## Material for this task

========================================================================

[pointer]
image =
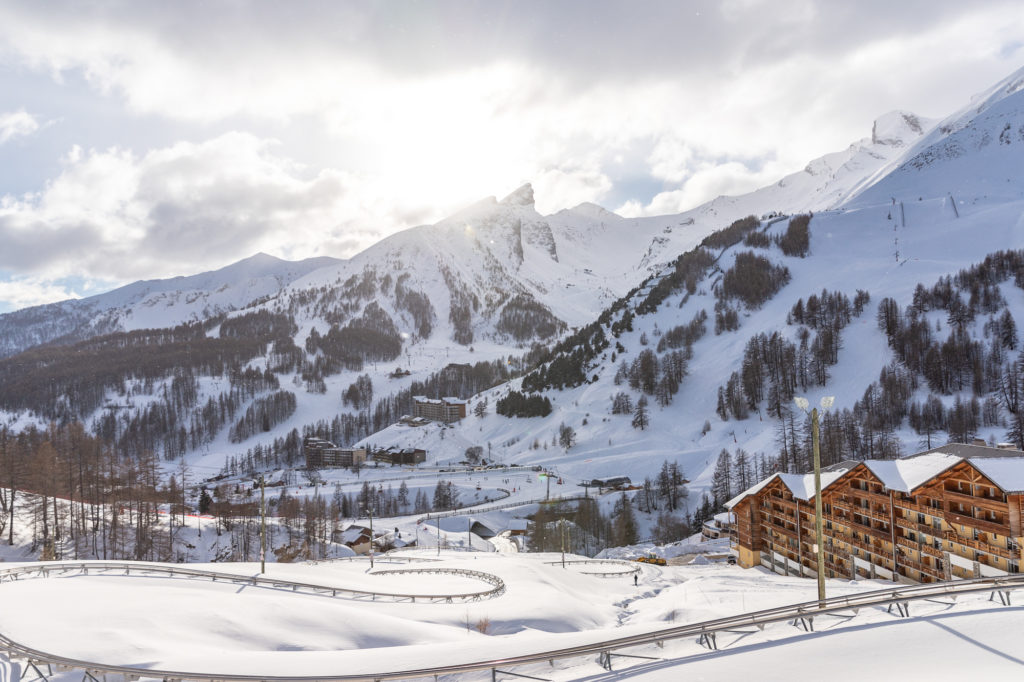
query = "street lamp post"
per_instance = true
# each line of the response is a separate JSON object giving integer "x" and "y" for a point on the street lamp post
{"x": 370, "y": 512}
{"x": 262, "y": 525}
{"x": 819, "y": 549}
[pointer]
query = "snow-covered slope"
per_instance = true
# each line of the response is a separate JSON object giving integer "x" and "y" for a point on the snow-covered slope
{"x": 154, "y": 303}
{"x": 974, "y": 155}
{"x": 900, "y": 230}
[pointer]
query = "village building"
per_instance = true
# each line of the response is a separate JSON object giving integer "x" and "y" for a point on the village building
{"x": 323, "y": 454}
{"x": 719, "y": 525}
{"x": 400, "y": 456}
{"x": 950, "y": 512}
{"x": 355, "y": 538}
{"x": 445, "y": 410}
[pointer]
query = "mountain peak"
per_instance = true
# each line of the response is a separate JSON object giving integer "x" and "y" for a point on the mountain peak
{"x": 521, "y": 197}
{"x": 897, "y": 129}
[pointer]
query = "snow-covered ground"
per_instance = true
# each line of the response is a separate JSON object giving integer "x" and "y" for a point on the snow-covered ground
{"x": 177, "y": 624}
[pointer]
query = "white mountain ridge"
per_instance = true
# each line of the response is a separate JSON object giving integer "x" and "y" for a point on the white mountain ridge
{"x": 576, "y": 261}
{"x": 858, "y": 241}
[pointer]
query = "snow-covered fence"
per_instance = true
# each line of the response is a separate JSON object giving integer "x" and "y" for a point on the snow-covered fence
{"x": 509, "y": 505}
{"x": 129, "y": 568}
{"x": 630, "y": 566}
{"x": 803, "y": 614}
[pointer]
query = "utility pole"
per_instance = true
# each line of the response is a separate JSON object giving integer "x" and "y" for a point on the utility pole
{"x": 818, "y": 540}
{"x": 262, "y": 524}
{"x": 561, "y": 533}
{"x": 370, "y": 512}
{"x": 819, "y": 546}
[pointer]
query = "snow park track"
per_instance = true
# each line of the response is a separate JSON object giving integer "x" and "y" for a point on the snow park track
{"x": 144, "y": 569}
{"x": 897, "y": 600}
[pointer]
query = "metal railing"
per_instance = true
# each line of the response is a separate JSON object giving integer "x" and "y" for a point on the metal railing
{"x": 802, "y": 613}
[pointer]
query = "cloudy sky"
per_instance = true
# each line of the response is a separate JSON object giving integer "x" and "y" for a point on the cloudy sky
{"x": 151, "y": 139}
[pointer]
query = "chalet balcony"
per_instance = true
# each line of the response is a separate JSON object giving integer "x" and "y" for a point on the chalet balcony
{"x": 983, "y": 546}
{"x": 878, "y": 498}
{"x": 913, "y": 506}
{"x": 906, "y": 542}
{"x": 918, "y": 527}
{"x": 840, "y": 568}
{"x": 873, "y": 548}
{"x": 878, "y": 515}
{"x": 791, "y": 504}
{"x": 907, "y": 562}
{"x": 952, "y": 497}
{"x": 981, "y": 524}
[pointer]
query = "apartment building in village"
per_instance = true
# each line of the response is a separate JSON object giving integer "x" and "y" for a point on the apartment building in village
{"x": 950, "y": 512}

========================================================================

## Task directions
Pictures in the records should not appear in your copy, but everything else must be transcribed exactly.

## Result below
[pointer]
image =
query = "street lamp post"
per_instance = true
# each line of the response is a separate JSON object giving integer "x" and "y" for a point on the street lamp post
{"x": 370, "y": 512}
{"x": 262, "y": 525}
{"x": 819, "y": 549}
[pointer]
query = "snow-covered slope"
per_instance = true
# each line of the response is a separate JSON object giving integer "x" and "y" for a point on the snow-covered slope
{"x": 154, "y": 303}
{"x": 974, "y": 155}
{"x": 900, "y": 230}
[pointer]
query = "village building"
per_instance = true
# each line of the response is a separate JSON object giving integer "x" and "y" for a point on the village building
{"x": 323, "y": 454}
{"x": 719, "y": 525}
{"x": 400, "y": 456}
{"x": 950, "y": 512}
{"x": 355, "y": 538}
{"x": 445, "y": 410}
[pointer]
query = "mountain peak"
per_instance = true
# each line of the response is a separate JSON object giving integer "x" and "y" for a point on the mountain peak
{"x": 521, "y": 197}
{"x": 897, "y": 129}
[pointer]
query = "snow-covered ground"
per_instance = true
# each line of the response is a separate JSON object giving integer "x" and "y" for a point on the snow-covered ground
{"x": 177, "y": 624}
[pointer]
query = "white mountain ridge"
per_instance = true
# each line of the response is a separate JSON object giving integer "x" and "y" for a point on the white mountain ridge
{"x": 576, "y": 261}
{"x": 858, "y": 241}
[pointer]
query = "snow-covered fence"
per_instance = true
# each line of the response is a separate JSON object giving integer "x" and "y" for a point on the snow-covered fence
{"x": 509, "y": 505}
{"x": 129, "y": 568}
{"x": 630, "y": 566}
{"x": 803, "y": 614}
[pointer]
query = "utility pole"
per_instance = true
# each line of the response is a separate JSON object giving integer "x" and "y" for a point on the utility pole
{"x": 818, "y": 540}
{"x": 262, "y": 524}
{"x": 561, "y": 533}
{"x": 370, "y": 512}
{"x": 819, "y": 546}
[pointer]
query = "snow park track"
per_instance = true
# each line of the response is a separate JSON object giving integer "x" and "y" for a point on the snow park track
{"x": 144, "y": 569}
{"x": 897, "y": 600}
[pointer]
query = "metal railing"
per_instance = true
# each line of the response is a separate JSON object giving integer "x" and "y" for a point on the metal railing
{"x": 802, "y": 613}
[pointer]
query = "cloudy sky"
per_instance = true
# each line of the response is a separate JSON object giving integer "x" and "y" for a point on the cloudy sky
{"x": 151, "y": 139}
[pointer]
query = "chalet balcony"
per_instance = true
# each line of the response is a separate JSON object giving integer "x" and "y" for a point on the chalet balcony
{"x": 983, "y": 546}
{"x": 878, "y": 498}
{"x": 913, "y": 506}
{"x": 906, "y": 542}
{"x": 918, "y": 527}
{"x": 840, "y": 568}
{"x": 873, "y": 548}
{"x": 878, "y": 515}
{"x": 791, "y": 504}
{"x": 907, "y": 562}
{"x": 952, "y": 497}
{"x": 981, "y": 524}
[pointer]
query = "apartment building in village"
per_instance = true
# each line of the response is a separate JSON object giving integer "x" and "y" for a point on the apartment building in village
{"x": 950, "y": 512}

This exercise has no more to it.